Yeah! Your science has no place in the church of cables.


----------



## Lenni

Quote: 





tetsuma said:


> Yeah! Your science religion has no place in the sound of cables.


 


  FTFY


----------



## Rdr. Seraphim

So, Steve, why do you make cables, and at the prices you charge ($300 - $600, and more)? Aren't you doing the same thing as everyone else in the business? What makes your cables audibly better than RS, AQ, Cardas, etc? They do have interesting packaging, unique names, appear to be well made (at least mostly in the USA), and interestingly, they get good reviews in the major audio e-zines (e.g. Q-Tao reviewed by SixMoons, PFO). Maybe they were set up to take advantage of the placebo effect from a marketing perspective? And, why do you hang out in the Sound Science forum giving the "impression" that cables don't make a difference, but sell your cables obviously targeted for the audiophile market (who else could afford them)? 
   
  Quote: 





steve eddy said:


> If only our ears were as sensitive, accurate and reliable as instruments. Unfortunately our ears are plugged into a highly subjective and often unreliable thing called the human brain.
> 
> Which is all well and good for purely subjective evaluation. But it's worthless for determining whether or not there's any actual difference between the two beyond conductivity. And since no one has ever demonstrated there to be any difference beyond conductivity, I can't see any basis for a belief that there is.
> 
> se


----------



## Steve Eddy

Quote: 





> Originally Posted by *Lenni* /img/forum/go_quote.gif
> 
> tell that to pigeons in the Antarctica during the breeding season when their back to their colony with food and had to find their chick among 400.000 other screaming chicks all packed together.


 
   
  And then you have humans who have put photographs of themselves in their freezers and professed improvements in the sound of their systems.
   
  Quote: 





> I think the brain (human or not) is far more sensitive than any machine can ever be today. true, our brain is not reliable at giving exact numbers, and that's what machine are good for, but that's where it ends.


 
   
  Yet it's trivially easy to get people to subjectively perceive differences even when there are no actual differences.
   
  So much for reliability.
   
  Quote: 





> personally, I'd trust my ears, when it comes to audio, before whatever any machine says.


 
   
  That depends on what you're trusting them to do. If you're trusting them to tell you what sounds good/bad/better to you, whatever the reason may be, that's fine. But if you're trusting them to determine whether or not there is an actual audible difference, that's a whole other matter.
   
  Quote: 





> in this forum we discuss cables and their attributes, such as sound differences, etc... - usually with others who have _actually_ tried different cables - not measurable evidences. there's a forum call "science forum" for that.
> please stop posting such post here.


 
   
  Tell that to those who brought up technical/measurement issues. I was only responding to those posts.
   
  se


----------



## Lenni

Quote: 





steve eddy said:


> And then you have humans who have put photographs of themselves in their freezers and professed improvements in the sound of their systems.

Provided records |
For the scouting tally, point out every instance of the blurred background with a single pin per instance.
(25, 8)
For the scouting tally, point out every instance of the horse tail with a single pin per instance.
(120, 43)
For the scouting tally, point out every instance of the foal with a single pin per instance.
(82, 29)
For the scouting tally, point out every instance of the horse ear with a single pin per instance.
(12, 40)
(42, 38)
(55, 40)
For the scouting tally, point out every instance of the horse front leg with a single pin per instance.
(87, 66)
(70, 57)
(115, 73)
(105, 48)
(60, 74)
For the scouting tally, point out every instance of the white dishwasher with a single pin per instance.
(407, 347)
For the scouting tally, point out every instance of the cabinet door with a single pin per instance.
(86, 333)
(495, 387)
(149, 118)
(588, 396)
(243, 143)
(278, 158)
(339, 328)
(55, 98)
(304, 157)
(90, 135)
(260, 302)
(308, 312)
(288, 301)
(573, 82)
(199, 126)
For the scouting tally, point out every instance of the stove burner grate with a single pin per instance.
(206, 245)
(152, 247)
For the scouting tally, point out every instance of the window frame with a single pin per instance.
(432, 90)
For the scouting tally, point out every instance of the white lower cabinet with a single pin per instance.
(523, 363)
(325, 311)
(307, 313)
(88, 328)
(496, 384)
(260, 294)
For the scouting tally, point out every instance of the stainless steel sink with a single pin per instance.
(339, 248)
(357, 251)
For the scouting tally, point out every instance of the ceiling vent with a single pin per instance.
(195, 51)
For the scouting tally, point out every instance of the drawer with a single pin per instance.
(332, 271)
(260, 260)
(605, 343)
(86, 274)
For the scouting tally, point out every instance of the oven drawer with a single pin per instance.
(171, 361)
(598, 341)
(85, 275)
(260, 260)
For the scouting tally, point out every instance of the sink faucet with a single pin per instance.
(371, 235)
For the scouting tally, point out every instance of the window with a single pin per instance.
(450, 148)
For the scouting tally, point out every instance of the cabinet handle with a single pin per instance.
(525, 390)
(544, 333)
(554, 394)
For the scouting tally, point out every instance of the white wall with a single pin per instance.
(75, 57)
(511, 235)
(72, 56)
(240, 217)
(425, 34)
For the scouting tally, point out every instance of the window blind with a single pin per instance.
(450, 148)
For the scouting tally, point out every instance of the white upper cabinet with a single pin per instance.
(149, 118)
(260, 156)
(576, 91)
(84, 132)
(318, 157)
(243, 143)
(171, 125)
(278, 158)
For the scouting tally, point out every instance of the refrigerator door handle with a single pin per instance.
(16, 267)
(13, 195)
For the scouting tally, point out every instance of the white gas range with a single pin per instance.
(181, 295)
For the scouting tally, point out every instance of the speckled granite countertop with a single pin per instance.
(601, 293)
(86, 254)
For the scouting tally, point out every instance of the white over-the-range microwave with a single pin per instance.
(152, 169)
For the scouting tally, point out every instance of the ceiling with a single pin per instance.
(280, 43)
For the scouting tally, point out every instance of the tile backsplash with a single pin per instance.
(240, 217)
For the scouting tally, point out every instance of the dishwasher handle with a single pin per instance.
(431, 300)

Direction 1 | Translate this sentence from the forum thread about audio cables into Spanish: "Yet it's trivially easy to get people to subjectively perceive differences even when there are no actual differences."
Direction 2 | Carry on the forum thread about audio cables from its last line.
The listing has no connection to the forum thread about audio cables.

Final result 1 | Sin embargo, es trivialmente fácil lograr que la gente perciba subjetivamente diferencias incluso cuando no existen diferencias reales.

Final result 2 |
> 
> ...
> 
> ...


 

 never heard of that before.... it does sound kind of nutty.
   
   
  can't argue with the rest.
   
   
  so, we're not expecting to see Q-Audio's silver/silver-plated cables in a near future then, if ever?


----------



## Steve Eddy

Quote: 





rdr. seraphim said:


> So, Steve, why do you make cables, and at the prices you charge ($300 - $600, and more)?


 

 The cables that I make and sell are the cables I first and foremost designed and made for myself. One has to earn a living and I prefer earn a living doing something I enjoy rather than something that simply makes money. Audio has been a love of mine since I was a kid and that's the area I most enjoy earning a living doing.
   
  As for prices, prices are dictated by their cost to produce along with a sufficient profit to assure that the business is sustainable. The cables require a significant amount of hand labor and that accounts for a good portion of the pricing. I'd tried having them machine made to reduce the amount of hand labor, but the litz wire that I like doesn't get along well with the process of braiding cotton over it (for some reason it causes the litz wire to become kinked and twisted). So the prices I'm asking aren't for any lack of trying to make them lower.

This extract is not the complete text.